**Excerto da página:**
● ● ●

Isto tudo é apenas na dimensão política. Mas o que acontece quando Bolsonaro se transforma num mártir?

A facada que mudou o jogo

Nestas eleições, houve um antes e um depois do 6 de setembro em Juiz de Fora. Pouco depois de o seu pai ter sido esfaqueado, Flávio Bolsonaro foi às redes sociais dizer que o seu pai tinha sofrido uma facada mas que “graças a Deus foi apenas superficial”.

No entanto, horas depois, o mesmo filho do candidato da extrema-direita explicava que, afinal, o veredito era outro. “Infelizmente foi mais grave que esperávamos”, escreveu. “Perdeu muito sangue, chegou no hospital com pressão de 10/3, quase morto…”.

● ● ●

Redija a continuação do texto sobre a facada sofrida por Bolsonaro, começando logo após a última frase apresentada.

● ● ●

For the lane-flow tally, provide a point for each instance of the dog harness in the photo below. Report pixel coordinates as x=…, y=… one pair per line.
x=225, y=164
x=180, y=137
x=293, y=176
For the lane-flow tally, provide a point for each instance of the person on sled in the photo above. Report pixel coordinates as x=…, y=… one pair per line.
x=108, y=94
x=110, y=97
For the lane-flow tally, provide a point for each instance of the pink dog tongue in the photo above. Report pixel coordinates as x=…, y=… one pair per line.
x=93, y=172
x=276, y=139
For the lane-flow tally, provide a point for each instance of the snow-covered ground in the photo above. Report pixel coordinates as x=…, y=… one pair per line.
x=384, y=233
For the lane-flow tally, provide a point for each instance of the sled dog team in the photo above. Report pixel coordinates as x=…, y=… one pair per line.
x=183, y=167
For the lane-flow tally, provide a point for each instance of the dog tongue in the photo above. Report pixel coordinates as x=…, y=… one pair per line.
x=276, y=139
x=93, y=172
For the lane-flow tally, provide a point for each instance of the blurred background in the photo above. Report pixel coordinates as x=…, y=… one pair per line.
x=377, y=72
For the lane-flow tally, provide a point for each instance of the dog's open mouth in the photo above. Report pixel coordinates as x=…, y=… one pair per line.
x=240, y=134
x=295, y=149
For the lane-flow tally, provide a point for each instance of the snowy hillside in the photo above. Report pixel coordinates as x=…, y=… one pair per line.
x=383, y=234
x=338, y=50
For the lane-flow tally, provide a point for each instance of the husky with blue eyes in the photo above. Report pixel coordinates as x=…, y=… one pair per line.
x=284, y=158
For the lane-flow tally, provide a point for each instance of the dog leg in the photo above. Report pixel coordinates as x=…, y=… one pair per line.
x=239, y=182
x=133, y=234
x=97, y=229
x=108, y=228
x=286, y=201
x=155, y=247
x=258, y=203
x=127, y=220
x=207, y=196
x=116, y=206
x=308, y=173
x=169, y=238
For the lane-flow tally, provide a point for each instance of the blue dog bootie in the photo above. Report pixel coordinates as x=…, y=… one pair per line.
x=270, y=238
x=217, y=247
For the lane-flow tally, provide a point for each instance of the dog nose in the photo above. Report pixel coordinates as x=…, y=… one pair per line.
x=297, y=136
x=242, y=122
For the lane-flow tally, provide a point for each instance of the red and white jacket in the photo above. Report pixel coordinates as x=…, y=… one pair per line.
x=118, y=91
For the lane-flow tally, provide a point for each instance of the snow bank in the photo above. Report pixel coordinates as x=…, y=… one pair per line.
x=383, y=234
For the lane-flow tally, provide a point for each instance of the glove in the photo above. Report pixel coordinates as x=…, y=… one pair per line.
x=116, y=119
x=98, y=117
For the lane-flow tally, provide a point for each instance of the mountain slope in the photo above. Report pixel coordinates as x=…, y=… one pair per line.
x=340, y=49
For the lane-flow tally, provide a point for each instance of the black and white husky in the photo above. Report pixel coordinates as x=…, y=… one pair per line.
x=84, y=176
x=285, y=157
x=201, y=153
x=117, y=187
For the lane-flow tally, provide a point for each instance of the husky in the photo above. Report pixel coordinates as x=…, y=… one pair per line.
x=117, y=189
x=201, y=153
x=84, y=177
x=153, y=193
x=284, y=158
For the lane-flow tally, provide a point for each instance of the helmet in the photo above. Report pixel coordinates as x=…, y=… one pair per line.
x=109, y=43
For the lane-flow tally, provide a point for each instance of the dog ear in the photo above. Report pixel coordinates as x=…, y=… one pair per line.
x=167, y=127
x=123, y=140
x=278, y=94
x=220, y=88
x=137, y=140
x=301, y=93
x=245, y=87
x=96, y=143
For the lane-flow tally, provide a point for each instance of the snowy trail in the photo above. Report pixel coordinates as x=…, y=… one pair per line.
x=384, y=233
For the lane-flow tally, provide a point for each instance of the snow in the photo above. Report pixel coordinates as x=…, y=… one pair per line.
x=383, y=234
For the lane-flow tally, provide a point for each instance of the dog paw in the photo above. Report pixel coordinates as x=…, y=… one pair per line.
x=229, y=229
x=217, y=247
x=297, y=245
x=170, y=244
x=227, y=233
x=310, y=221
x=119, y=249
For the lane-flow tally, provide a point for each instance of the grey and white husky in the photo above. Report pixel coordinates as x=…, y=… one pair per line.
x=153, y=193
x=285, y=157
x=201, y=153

● ● ●

**Resultado do exercício:**
À operação de urgência, juntar-se-ia uma segunda. A partir daí, os médicos garantiram que Bolsonaro estaria fora de risco. Análise semelhante fizeram os politólogos que, analisando as movimentações que o atentado criou e as dinâmicas que, a partir daí, se instalaram, acreditam agora que Bolsonaro pode estar ainda mais perto da vitória.

“Com a facada, Bolsonaro conseguiu fazer algo que ninguém pensava que ele era capaz de fazer, que foi colocar-se numa situação semelhante à do Lula”, disse então Clarisse Gurgel. “Estão os dois recolhidos, sem liberdade de trânsito nas ruas, abatidos, vitimizados, com os seus vices a falar nos seus nomes.”

“Com a facada, Bolsonaro conseguiu fazer algo que ninguém pensava que ele era capaz de fazer, que foi colocar-se numa situação semelhante à do Lula. Estão os dois recolhidos, sem liberdade de trânsito nas ruas, abatidos, vitimizados, com os seus vices a falar nos seus nomes.”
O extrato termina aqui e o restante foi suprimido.